**Desafios**
- a) No texto sobre a Bélgica e os ativos russos, qual é o valor aproximado dos ativos soberanos da Rússia?
- b) Dê continuidade ao texto sobre a Bélgica e os ativos russos a partir do ponto em que ele termina.

**Texto da página**
━━━━━━━━━━━━━━━━━━━━

Países como a Bélgica raramente produzem algo interessante para um público mais amplo. No entanto, há alguns dias, ela se viu repentinamente no centro das atenções não só europeias, mas também globais.
A Bélgica abriga tanto a sede da Comissão Europeia quanto a renomada instituição depositária Euroclear, onde a maior parte dos aproximadamente € 210 bilhões em ativos soberanos da Rússia está congelada. Esses ativos convergem para os interesses da Alemanha, o país mais poderoso da UE, da burocracia europeia controlada por Berlim e, por outro lado, da maioria dos governos nacionais da Europa Ocidental.
Os belgas, que geralmente concordam com todas as manobras anti-Rússia do Ocidente, mantiveram-se firmes e exigiram garantias financeiras ilimitadas de seus parceiros da UE para garantir que não ficariam sozinhos no pagamento das reivindicações da Rússia. Como um aviso, nosso Banco Central já entrou com uma ação judicial contra a Euroclear no valor de 18 trilhões de rublos.

━━━━━━━━━━━━━━━━━━━━

**Informações fornecidas**
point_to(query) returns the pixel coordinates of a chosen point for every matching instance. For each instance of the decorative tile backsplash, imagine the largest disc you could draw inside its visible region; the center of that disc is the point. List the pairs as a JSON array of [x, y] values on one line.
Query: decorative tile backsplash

━━━━━━━━━━━━━━━━━━━━

**Respostas dos exercícios**
- a) Cerca de € 210 bilhões.

- b)
Em vez de recorrer a declarações políticas grandiosas como as da Hungria ou da Eslováquia, os belgas simplesmente afirmaram que não apoiariam nada sem garantias escritas da UE. Essa posição foi imediatamente aproveitada pela França e pela Itália, que declararam que não conseguiriam obter a aprovação de seus próprios parlamentos para os gastos potencialmente enormes.
A cúpula terminou com a decisão de conceder a Kiev um empréstimo de 90 bilhões de euros provenientes de fundos da UE no próximo ano. Enquanto isso, o governo belga, que havia frustrado todo o plano de Berlim e da Comissão Europeia, agiu de forma pragmática e, convém notar, sem qualquer simpatia por Moscou. Os belgas são geralmente indiferentes a tudo, exceto dinheiro e pinturas, que encomendam aos melhores artistas há séculos. E possuem em abundância o nacionalismo que impulsiona os pequenos países do Leste Europeu dentro de suas próprias fronteiras.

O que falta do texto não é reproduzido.